Le billet:
La Cataplana des amours lisboètes

Posté le 15/01/2015 dans Les recettes d'Oncle Phil.

C. avait du poireau le parfum subtilement acidulé, la blancheur et la tendresse étroitement limitée à la zone médiane qui sépare le nœud racinaire du premier vert des feuilles. Le poireau n’avait pas de C. les petites tâches de rousseur particulièrement denses à l’intérieur des cuisses mais, une fois étendues sur le fond de la Cataplana, il suffirait de mouliner quelques grains de poivre blond pour les évoquer.
Il était autrement plus difficile de trouver une espèce comestible susceptible de coller au souvenir de B., coriace et admirablement musclée, dont la peau brune exsudait dans les après-midi étouffantes de l’été lisboète un mucus qui transformait nos ébats en une exquise variante de massage thaïlandais. Bien sûr, j’avais pensé à la lamproie, mais les mœurs sexuelles déplorables de cet agnathe et la ventouse cornée qui lui tenait lieu de lèvres interdisaient toute assimilation de l’ignoble animal avec la voluptueuse, B. Le saumon au corps luisant et vigoureux était décidément mieux adapté à l’image que je garderai de la silhouette longiligne que laissait deviner la lumière filtrée des persiennes du 27 de la rua de Sao Mameda. Le saumon tiendrait donc lieu de B.

Objectif visé:
Recopiez le billet de « La Cataplana des » à « pour les évoquer. » en remplaçant « poireau » par « fenouil ». Les lignes qui viennent ensuite proviennent d'une autre source que le billet.

Données brutes:

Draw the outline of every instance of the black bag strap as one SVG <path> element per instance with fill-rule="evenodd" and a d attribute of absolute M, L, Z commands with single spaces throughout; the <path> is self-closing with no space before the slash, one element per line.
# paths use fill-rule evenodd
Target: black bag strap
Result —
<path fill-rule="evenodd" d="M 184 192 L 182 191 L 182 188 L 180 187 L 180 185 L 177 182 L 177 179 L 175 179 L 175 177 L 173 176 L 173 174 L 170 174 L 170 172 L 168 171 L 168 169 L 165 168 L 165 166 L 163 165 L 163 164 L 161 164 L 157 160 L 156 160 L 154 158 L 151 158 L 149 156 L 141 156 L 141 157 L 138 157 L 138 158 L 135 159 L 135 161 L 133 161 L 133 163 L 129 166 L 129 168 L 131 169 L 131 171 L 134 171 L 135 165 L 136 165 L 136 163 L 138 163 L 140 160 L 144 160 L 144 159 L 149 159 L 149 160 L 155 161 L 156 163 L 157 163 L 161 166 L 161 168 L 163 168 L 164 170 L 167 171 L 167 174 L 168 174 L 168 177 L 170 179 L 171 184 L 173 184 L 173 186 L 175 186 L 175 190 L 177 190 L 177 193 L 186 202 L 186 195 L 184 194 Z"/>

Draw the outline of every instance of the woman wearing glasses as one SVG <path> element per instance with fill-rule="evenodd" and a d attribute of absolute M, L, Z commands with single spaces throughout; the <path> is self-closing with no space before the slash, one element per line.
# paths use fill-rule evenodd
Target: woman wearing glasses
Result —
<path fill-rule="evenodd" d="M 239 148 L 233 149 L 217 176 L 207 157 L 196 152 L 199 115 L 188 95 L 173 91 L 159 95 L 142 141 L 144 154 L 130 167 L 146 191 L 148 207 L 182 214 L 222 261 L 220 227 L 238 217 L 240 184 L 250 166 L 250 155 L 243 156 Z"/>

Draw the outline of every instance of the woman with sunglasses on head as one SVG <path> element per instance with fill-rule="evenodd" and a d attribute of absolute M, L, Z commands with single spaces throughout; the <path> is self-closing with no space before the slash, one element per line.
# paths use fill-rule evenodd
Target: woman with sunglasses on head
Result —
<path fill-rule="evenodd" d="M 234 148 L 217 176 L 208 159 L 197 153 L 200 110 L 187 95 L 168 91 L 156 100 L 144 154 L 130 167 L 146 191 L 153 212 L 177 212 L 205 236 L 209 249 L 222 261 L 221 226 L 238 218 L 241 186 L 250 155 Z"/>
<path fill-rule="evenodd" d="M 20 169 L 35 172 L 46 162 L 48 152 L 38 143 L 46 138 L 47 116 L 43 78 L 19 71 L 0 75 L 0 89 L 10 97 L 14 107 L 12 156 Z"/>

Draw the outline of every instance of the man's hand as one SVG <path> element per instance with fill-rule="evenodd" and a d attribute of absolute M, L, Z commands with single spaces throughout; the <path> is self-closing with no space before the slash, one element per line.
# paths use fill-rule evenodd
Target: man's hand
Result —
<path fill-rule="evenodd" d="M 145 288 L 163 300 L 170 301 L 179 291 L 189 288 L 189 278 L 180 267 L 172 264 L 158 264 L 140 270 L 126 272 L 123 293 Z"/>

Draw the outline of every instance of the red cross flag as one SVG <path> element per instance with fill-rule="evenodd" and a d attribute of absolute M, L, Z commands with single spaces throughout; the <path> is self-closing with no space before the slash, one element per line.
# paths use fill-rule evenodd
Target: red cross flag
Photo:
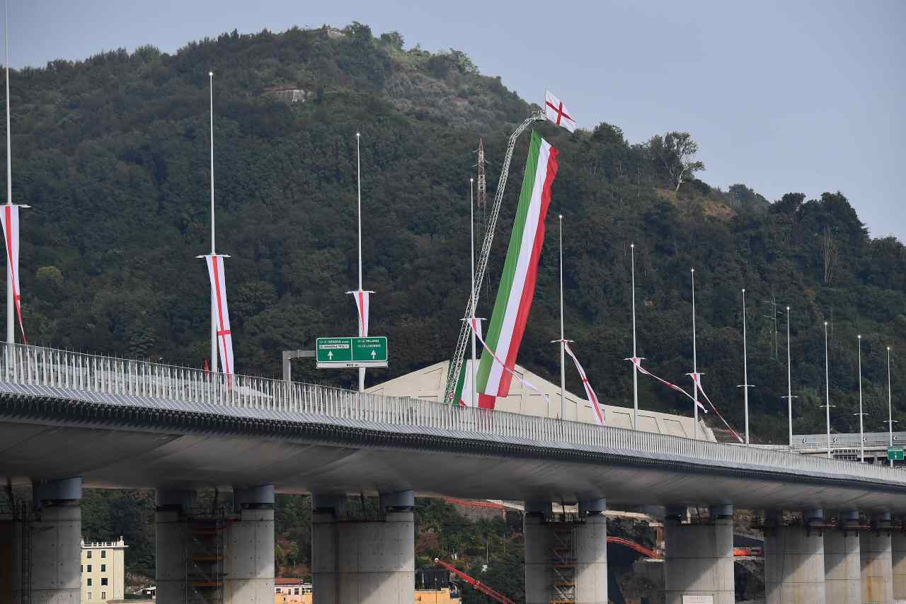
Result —
<path fill-rule="evenodd" d="M 545 91 L 545 114 L 558 126 L 563 126 L 571 132 L 575 132 L 575 120 L 564 107 L 563 101 L 554 96 L 549 90 Z"/>

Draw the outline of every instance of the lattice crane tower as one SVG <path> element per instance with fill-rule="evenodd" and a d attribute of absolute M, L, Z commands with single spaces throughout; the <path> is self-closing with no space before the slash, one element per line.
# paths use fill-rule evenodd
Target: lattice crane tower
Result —
<path fill-rule="evenodd" d="M 532 115 L 525 118 L 520 123 L 513 134 L 510 135 L 509 142 L 506 145 L 506 154 L 504 156 L 503 167 L 500 170 L 500 180 L 497 180 L 497 190 L 494 192 L 494 206 L 487 216 L 487 228 L 485 229 L 485 242 L 481 246 L 481 252 L 478 255 L 477 266 L 475 268 L 475 289 L 469 295 L 468 303 L 466 306 L 466 312 L 463 318 L 472 316 L 475 305 L 478 300 L 478 294 L 481 292 L 481 284 L 485 280 L 485 272 L 487 270 L 487 259 L 491 255 L 491 244 L 494 242 L 494 229 L 497 224 L 497 216 L 500 214 L 500 203 L 504 199 L 504 191 L 506 189 L 506 178 L 509 176 L 509 164 L 513 160 L 513 149 L 516 148 L 516 139 L 522 134 L 533 122 L 544 122 L 545 110 L 536 109 L 532 112 Z M 479 146 L 482 156 L 484 155 L 484 145 Z M 478 162 L 481 165 L 481 161 Z M 457 340 L 456 350 L 450 358 L 449 367 L 447 369 L 447 388 L 444 393 L 444 401 L 453 403 L 456 395 L 456 385 L 459 379 L 459 369 L 462 367 L 462 361 L 466 356 L 466 346 L 468 344 L 469 334 L 468 321 L 462 322 L 462 328 L 459 330 L 459 339 Z"/>

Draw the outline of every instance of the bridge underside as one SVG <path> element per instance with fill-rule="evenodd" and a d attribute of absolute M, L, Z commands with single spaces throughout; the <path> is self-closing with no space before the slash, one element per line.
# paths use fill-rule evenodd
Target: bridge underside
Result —
<path fill-rule="evenodd" d="M 290 493 L 412 490 L 474 499 L 906 511 L 900 485 L 866 489 L 855 481 L 645 452 L 489 442 L 268 414 L 240 409 L 233 417 L 205 416 L 0 395 L 0 475 L 16 482 L 82 476 L 86 486 L 105 488 L 273 483 Z"/>

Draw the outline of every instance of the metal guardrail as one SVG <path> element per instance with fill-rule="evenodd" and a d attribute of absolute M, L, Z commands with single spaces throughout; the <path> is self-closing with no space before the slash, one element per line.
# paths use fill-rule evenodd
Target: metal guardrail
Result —
<path fill-rule="evenodd" d="M 92 393 L 127 395 L 275 412 L 307 413 L 380 424 L 456 431 L 468 438 L 520 438 L 545 446 L 638 452 L 700 459 L 728 467 L 760 466 L 794 474 L 837 475 L 906 486 L 906 472 L 788 451 L 697 441 L 593 424 L 358 393 L 341 388 L 98 356 L 24 345 L 0 345 L 0 380 Z M 364 427 L 364 426 L 363 426 Z"/>

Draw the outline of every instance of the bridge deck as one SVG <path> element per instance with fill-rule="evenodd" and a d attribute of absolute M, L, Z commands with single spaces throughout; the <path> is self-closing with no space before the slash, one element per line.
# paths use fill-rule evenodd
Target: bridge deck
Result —
<path fill-rule="evenodd" d="M 0 363 L 14 477 L 906 511 L 906 472 L 881 465 L 47 348 Z"/>

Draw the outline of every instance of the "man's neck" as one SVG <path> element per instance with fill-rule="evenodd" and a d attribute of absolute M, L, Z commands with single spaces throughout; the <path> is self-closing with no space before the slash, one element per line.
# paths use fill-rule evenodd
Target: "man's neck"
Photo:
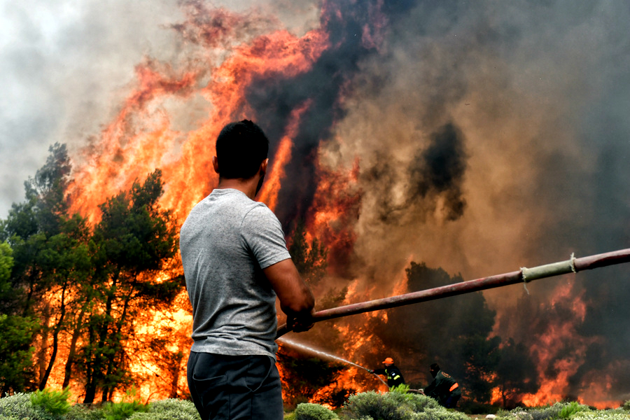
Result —
<path fill-rule="evenodd" d="M 256 196 L 256 186 L 258 183 L 258 177 L 255 176 L 248 179 L 241 178 L 219 178 L 219 183 L 216 188 L 219 189 L 232 188 L 238 190 L 251 200 L 254 200 Z"/>

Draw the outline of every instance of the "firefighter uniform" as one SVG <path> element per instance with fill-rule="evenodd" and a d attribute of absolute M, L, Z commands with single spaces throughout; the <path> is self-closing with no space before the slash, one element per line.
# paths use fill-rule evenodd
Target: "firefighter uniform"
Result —
<path fill-rule="evenodd" d="M 393 364 L 393 360 L 391 358 L 388 357 L 383 363 L 385 364 L 385 368 L 375 369 L 370 372 L 376 374 L 386 375 L 387 377 L 387 386 L 390 388 L 405 384 L 405 378 L 402 377 L 402 374 L 400 373 L 400 370 L 396 368 L 396 365 Z"/>
<path fill-rule="evenodd" d="M 424 395 L 438 400 L 442 407 L 455 408 L 461 396 L 461 390 L 455 379 L 440 370 L 430 384 L 424 388 Z"/>

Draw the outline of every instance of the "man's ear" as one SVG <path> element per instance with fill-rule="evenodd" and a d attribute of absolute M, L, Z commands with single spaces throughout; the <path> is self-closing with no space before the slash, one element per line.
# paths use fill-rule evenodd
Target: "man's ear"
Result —
<path fill-rule="evenodd" d="M 269 158 L 262 161 L 260 164 L 260 169 L 259 169 L 260 172 L 260 175 L 265 175 L 267 174 L 267 167 L 269 164 Z"/>

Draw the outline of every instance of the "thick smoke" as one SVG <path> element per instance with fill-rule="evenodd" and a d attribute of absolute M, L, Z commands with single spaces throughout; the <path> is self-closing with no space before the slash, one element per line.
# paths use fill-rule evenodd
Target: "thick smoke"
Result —
<path fill-rule="evenodd" d="M 0 99 L 0 144 L 11 160 L 0 165 L 10 180 L 3 200 L 19 201 L 48 144 L 71 150 L 98 135 L 127 97 L 137 63 L 155 60 L 175 73 L 192 66 L 201 89 L 209 76 L 199 69 L 232 46 L 268 31 L 300 36 L 321 27 L 330 46 L 309 71 L 258 75 L 245 99 L 275 139 L 309 104 L 279 192 L 286 227 L 312 216 L 327 170 L 358 165 L 360 200 L 343 226 L 351 232 L 348 255 L 335 257 L 346 262 L 334 273 L 342 286 L 357 279 L 358 295 L 374 299 L 405 283 L 411 261 L 470 279 L 628 246 L 624 2 L 253 3 L 6 5 L 10 22 L 0 27 L 10 43 L 0 72 L 10 88 Z M 230 20 L 234 12 L 246 18 Z M 199 92 L 155 106 L 181 133 L 212 112 Z M 25 156 L 24 172 L 16 156 Z M 627 399 L 628 280 L 622 266 L 484 297 L 496 311 L 494 334 L 512 339 L 515 355 L 530 349 L 541 376 L 570 365 L 568 386 L 554 392 Z M 439 340 L 449 330 L 433 332 Z M 612 391 L 595 389 L 602 377 Z"/>

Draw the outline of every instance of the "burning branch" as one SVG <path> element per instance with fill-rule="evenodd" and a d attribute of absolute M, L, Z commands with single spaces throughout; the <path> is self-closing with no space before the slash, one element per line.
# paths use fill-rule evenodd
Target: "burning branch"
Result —
<path fill-rule="evenodd" d="M 630 248 L 614 251 L 581 258 L 575 258 L 571 255 L 570 259 L 566 261 L 539 265 L 533 268 L 522 267 L 519 271 L 510 273 L 497 274 L 496 276 L 469 280 L 454 284 L 447 284 L 425 290 L 392 296 L 391 298 L 384 298 L 382 299 L 369 300 L 368 302 L 319 311 L 313 314 L 312 321 L 313 322 L 319 322 L 349 315 L 395 308 L 421 302 L 435 300 L 449 296 L 456 296 L 509 284 L 514 284 L 521 281 L 527 284 L 529 281 L 539 279 L 552 277 L 570 272 L 577 273 L 587 270 L 593 270 L 628 262 L 630 262 Z M 286 324 L 283 324 L 278 328 L 276 338 L 281 337 L 290 330 L 287 328 Z"/>

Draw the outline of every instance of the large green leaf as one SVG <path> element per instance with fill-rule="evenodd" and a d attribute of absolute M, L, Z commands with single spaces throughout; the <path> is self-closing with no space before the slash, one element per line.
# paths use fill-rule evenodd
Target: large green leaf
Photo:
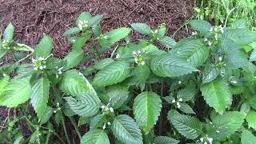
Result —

Réponse rédigée:
La Cataplana des amours lisboètes

Posté le 15/01/2015 dans Les recettes d'Oncle Phil.

C. avait du fenouil le parfum subtilement acidulé, la blancheur et la tendresse étroitement limitée à la zone médiane qui sépare le nœud racinaire du premier vert des feuilles. Le fenouil n’avait pas de C. les petites tâches de rousseur particulièrement denses à l’intérieur des cuisses mais, une fois étendues sur le fond de la Cataplana, il suffirait de mouliner quelques grains de poivre blond pour les évoquer.